Written problem 1:
Extract the rows below word for word, starting at the line containing "TARGET = framed photograph" and ending at the last line of the rows.

I’ve been feeling a little unenthusiastic about writing these posts recently. By “recently” I mean that I’ve been feeling it gradually over the last few years, and more acutely over the last few weeks. There are a few reasons for this: One reason is that I can’t escape the sensation that I’m repeating myself a lot, reiterating more-or-less the same ideas in more-or-less the same ways. It’s not uncommon for me to start brainstorming an idea only to take a look at the archive and realize I wrote about it, or a very similar idea, several years ago. Another reason is that I feel like overall the quality of this work has been slowly declining – there are still better and worse pieces, and some I’m very proud of, but it often feels like I’m cooking with leftovers. Third, I just have no idea at this point whether anyone is interested in this writing, and if so which writings they’re most interested in – this lack of sensation probably contributes to these other dissatisfactions, since without feedback I can’t readily tell what work is worthwhile and which ideas are worth delving deeper into. 

All of the above is made more challenging because I’ve been so excited about my main project, Bound City. Any time and effort I’m not expending on that project feels somewhat wasted – in most cases it is a better expression of the ideas I usually write about. Why bother writing about game design when I can game design about it? Why bother ruminating on art and life when I can simulate life in art?

This might suggest the entire blog/mini-essay/Patreon endeavor has run its course, but I’m loathe to just retire the Problem Machine blog – both because this steady output helps me to emotionally and creatively regulate and because, well, now that I’ve got a Patreon running it seems like it would be a nuisance to shut it down only to most-likely start another one later. However, my commitment to a format, to trying to do one piece of critical writing a week, is beginning to feel like it’s doing a disservice to my abilities and passions – and to whatever audience might want to enjoy or support my work. Now that I’ve managed to articulate these obstacles, it’s become apparent that I will need to change how I approach this writing and creativity in general.

I recently started realizing the pains I’ve gone through to avoid ever having to think about any audience I might have: In my fear of having my work rejected, I avoided ever considering how it is received. It is the curse of the artist to constantly seek attention while constantly avoiding scrutiny, to spend tiny eternities crafting masks for the world to see instead of your face. While making this Patreon several years ago was a step in the right direction. Since that time, I’ve retreated back, as is my habit, to a place where I never need face an audience directly, a place where I can once again hide in my thoughts. The idea of trying to promote myself, of trying to simply tell anyone that they should look at what I’m doing and should find it interesting, has been a very difficult one for me, and one that still causes me anxiety to contemplate. My attempt to compromise has so far has been a sort of shotgun approach, creating a large amount of relatively quick and low-effort work – not that I don’t put energy and thought to making each mini-essay as solid as possible, but I have constrained their scope to the smallest, purest, and most perfectly-expressed angle on an idea I can, such that it’s almost impossible to spend more than a couple thousand words on it. With this small investment, I can cast it to the open sea to fend for itself as it may, and if people like it I can be happy – and if they don’t I can remain contentedly oblivious.

(Excerpts of pointing data)
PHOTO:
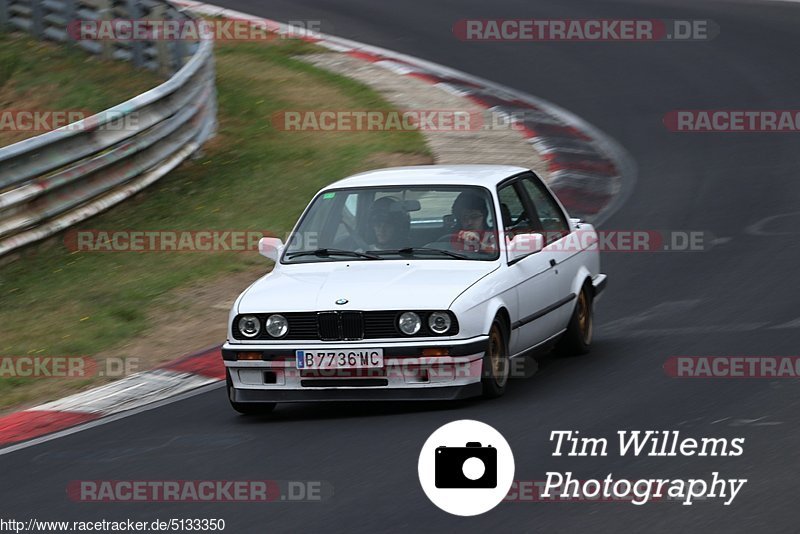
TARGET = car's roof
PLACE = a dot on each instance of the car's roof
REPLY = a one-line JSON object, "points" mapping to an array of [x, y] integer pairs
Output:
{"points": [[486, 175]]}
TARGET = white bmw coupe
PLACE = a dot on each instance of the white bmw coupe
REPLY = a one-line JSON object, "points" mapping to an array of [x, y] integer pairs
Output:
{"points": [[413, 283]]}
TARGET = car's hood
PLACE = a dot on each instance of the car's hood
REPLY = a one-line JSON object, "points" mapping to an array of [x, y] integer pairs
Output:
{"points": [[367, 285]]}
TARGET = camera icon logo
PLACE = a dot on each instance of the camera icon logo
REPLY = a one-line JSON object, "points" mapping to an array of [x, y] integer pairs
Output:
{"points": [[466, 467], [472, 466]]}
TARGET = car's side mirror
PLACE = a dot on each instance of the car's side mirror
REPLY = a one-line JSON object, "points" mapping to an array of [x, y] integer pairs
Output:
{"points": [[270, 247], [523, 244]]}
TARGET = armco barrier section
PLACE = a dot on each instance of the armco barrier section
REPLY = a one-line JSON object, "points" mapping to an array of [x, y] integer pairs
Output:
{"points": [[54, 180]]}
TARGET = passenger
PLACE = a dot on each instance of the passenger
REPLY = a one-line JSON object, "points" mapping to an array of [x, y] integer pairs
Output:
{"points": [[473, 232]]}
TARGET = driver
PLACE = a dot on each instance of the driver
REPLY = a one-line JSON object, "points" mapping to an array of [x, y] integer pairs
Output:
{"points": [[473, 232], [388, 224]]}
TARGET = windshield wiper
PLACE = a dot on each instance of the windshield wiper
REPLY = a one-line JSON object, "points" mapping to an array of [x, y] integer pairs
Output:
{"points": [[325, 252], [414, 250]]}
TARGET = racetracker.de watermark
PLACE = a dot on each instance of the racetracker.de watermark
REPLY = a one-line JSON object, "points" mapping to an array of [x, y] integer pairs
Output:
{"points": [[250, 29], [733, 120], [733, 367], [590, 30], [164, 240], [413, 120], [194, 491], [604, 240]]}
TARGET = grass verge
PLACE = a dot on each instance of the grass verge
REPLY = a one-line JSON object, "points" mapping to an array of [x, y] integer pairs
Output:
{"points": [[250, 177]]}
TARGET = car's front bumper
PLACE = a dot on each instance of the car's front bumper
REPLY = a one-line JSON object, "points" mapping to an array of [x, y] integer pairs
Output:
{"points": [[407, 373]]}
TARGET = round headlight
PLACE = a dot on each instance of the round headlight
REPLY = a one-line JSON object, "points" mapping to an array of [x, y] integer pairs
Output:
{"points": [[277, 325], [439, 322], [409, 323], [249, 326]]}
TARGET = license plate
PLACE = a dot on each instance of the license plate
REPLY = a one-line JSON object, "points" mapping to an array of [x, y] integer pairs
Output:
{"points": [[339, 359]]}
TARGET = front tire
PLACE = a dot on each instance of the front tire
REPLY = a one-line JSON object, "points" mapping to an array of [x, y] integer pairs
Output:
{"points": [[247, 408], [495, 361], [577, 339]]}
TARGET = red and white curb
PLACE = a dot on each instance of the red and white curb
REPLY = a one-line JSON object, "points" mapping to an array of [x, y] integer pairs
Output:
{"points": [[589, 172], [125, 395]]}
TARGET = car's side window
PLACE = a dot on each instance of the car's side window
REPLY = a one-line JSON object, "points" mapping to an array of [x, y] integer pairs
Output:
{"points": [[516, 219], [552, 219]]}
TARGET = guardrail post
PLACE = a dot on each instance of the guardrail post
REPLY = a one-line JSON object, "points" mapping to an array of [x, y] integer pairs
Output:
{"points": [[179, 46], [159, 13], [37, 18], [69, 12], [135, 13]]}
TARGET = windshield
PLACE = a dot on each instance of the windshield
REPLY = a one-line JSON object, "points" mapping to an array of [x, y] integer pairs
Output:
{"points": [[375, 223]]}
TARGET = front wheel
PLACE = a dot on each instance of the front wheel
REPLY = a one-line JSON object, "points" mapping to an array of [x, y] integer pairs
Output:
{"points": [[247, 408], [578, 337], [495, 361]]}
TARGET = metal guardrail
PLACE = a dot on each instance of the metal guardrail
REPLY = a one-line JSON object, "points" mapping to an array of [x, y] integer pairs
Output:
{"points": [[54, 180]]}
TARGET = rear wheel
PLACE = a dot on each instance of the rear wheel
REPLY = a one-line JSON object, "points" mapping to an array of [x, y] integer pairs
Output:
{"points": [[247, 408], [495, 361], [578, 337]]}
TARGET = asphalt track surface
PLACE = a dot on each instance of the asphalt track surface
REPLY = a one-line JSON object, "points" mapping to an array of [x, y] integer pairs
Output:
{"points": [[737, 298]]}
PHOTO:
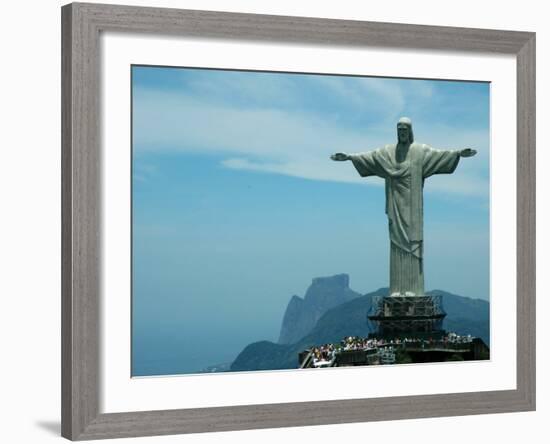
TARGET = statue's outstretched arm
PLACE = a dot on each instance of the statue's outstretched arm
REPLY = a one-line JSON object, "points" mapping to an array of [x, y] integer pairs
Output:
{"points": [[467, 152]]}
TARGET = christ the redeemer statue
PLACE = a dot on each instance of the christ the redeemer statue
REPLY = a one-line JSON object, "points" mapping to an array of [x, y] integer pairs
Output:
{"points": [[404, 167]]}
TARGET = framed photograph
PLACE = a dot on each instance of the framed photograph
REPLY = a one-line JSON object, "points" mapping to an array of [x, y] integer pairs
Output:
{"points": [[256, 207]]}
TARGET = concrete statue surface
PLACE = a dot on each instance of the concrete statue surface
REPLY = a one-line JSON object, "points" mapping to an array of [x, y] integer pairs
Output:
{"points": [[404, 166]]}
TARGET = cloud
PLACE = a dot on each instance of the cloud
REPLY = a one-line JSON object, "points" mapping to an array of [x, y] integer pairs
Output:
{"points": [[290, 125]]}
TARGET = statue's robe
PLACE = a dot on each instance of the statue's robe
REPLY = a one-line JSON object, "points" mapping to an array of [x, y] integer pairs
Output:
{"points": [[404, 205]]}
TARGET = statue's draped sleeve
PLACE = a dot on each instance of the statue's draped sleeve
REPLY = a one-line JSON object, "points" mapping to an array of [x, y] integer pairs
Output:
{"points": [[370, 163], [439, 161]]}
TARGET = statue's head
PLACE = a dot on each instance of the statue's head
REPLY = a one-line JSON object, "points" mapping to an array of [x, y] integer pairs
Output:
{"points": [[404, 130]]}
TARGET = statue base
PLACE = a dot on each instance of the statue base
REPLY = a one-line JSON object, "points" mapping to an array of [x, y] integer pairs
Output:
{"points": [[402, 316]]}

Written problem 2:
From the post about the Problem Machine blog, copy the passage word for word, starting at "All of the above" and ending at "life in art?".

Output 1:
TARGET = framed photograph
PLACE = a dot on each instance of the framed photograph
REPLY = a one-line JSON object, "points" mapping to an array of [x, y] integer pairs
Output:
{"points": [[256, 207]]}
TARGET = concrete statue surface
PLACE = a dot on each instance of the concrete statue surface
REPLY = a one-line JSON object, "points" mapping to an array of [x, y] integer pairs
Output:
{"points": [[404, 166]]}
TARGET = cloud
PLACE = a dot on each instance of the cloud
REPLY = a one-line JSON object, "points" mapping to an array of [x, y] integer pairs
Output:
{"points": [[290, 125]]}
TARGET = statue's robe
PLACE = a dot on each instance of the statue's robe
REPLY = a one-line JSON object, "points" mapping to an array of [x, y] integer pairs
Output:
{"points": [[404, 205]]}
TARGET = statue's draped sleeve
PLACE = a dot on each instance of the statue's draped sleeve
REPLY = a one-line JSON object, "points" mapping to an array of [x, y] integer pairs
Output:
{"points": [[370, 163], [439, 161]]}
TARGET = statue's head
PLACE = a dot on each instance of the statue's head
REPLY = a one-line JSON object, "points" mapping to an array of [x, y] integer pairs
Output:
{"points": [[404, 130]]}
TARGET = statue base
PLACE = a dot on each instance of the statue base
REPLY = a one-line JSON object, "points" mapping to an array of [x, y] integer pairs
Output:
{"points": [[402, 316]]}

Output 2:
All of the above is made more challenging because I’ve been so excited about my main project, Bound City. Any time and effort I’m not expending on that project feels somewhat wasted – in most cases it is a better expression of the ideas I usually write about. Why bother writing about game design when I can game design about it? Why bother ruminating on art and life when I can simulate life in art?